*Estratto selezionato*.
Alla luce delle informazioni e della documentazione in atto, la Cascina Brianco non possiede le caratteristiche sopra richiamate per essere qualificata come centro abitato, ospitando essa solo 4 residenti e personale impiegato stagionalmente, mentre i centri abitati prossimi all’impianto sono quelli di Carisio e di Santhià, posti rispettivamente a circa 5,6 km e 6 km dall’impianto.

5.4 Non persuadono, poi, le argomentazioni dei comuni ricorrenti, secondo cui, in ogni caso, il nucleo della Cascina Brianco costituirebbe un’area residenziale rispetto alla quale varrebbe sempre il limite di 500 metri. Il concetto di area residenziale implica, infatti, che la zona considerata abbia una destinazione urbanistica preordinata all’edificazione, che ne consenta lo sviluppo a fini abitativi. Nella fattispecie, al contrario, si discute di case sparse e cascine nell’ambito di un’area che ha espressamente vocazione e destinazione d’uso agricola, quindi, come tale, priva delle caratteristiche oggettive in termini di densità abitativa, presenza di urbanizzazioni e servizi proprie dell’insediamento residenziale.

5.5 La presenza di “case sparse e cascine” nel raggio di 500 metri dall’ubicazione dell’impianto – qual è la Cascina Brianco, comprensiva di pertinenze e abitazioni – non rappresenta, in base ai contenuti del Programma Provinciale di Gestione dei Rifiuti della Provincia di Biella, un elemento idoneo a impedire la realizzazione della discarica, ma soltanto un fattore penalizzante. Ciò non comporta, pertanto, il divieto di localizzare detto impianto all’interno della fascia di 500 metri, poiché la criticità derivante da tale prossimità può essere superata attraverso accorgimenti progettuali e adeguate opere di mitigazione. L’OT-CT deputato alla fase istruttoria ha poi espressamente considerato la questione in esame, per cui la decisione assunta in conferenza di servizi è supportata dalla disamina delle tematiche della prossimità di detti insediamenti rispetto al sito della discarica.

*Problema breve*. Elenca tutti i valori di distanza distinti indicati nell'estratto sulla discarica, con la relativa unità di misura. Il materiale riportato qui proviene da una fonte diversa.

*Dati grezzi*.
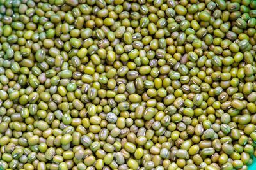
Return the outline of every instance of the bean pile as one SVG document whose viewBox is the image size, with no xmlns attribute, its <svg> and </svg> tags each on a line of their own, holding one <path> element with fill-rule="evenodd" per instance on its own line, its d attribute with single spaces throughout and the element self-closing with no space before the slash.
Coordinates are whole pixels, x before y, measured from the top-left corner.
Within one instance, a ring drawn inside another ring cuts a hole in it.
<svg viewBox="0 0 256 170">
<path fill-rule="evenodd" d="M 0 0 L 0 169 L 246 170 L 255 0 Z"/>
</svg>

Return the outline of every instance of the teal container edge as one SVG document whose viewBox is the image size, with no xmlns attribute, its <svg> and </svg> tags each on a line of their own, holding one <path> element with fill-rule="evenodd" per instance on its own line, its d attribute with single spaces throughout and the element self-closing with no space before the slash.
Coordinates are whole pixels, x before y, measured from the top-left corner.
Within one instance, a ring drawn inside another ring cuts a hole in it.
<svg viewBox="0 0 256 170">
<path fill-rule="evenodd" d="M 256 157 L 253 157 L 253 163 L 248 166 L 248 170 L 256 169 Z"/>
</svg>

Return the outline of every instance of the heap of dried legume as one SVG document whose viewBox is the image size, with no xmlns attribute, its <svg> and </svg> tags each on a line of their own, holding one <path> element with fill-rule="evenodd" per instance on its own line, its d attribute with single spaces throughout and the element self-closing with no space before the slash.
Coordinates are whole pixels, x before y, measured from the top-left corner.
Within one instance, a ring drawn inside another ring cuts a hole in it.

...

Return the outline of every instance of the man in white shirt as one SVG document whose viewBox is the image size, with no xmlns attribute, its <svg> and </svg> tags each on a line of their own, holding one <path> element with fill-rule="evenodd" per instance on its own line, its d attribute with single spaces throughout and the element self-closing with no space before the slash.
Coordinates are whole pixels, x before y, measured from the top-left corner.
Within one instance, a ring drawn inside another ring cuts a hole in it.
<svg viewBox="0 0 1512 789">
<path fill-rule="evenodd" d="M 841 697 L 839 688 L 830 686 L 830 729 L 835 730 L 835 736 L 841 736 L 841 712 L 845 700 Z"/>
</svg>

*Risposta*. 5,6 km; 6 km; 500 metri.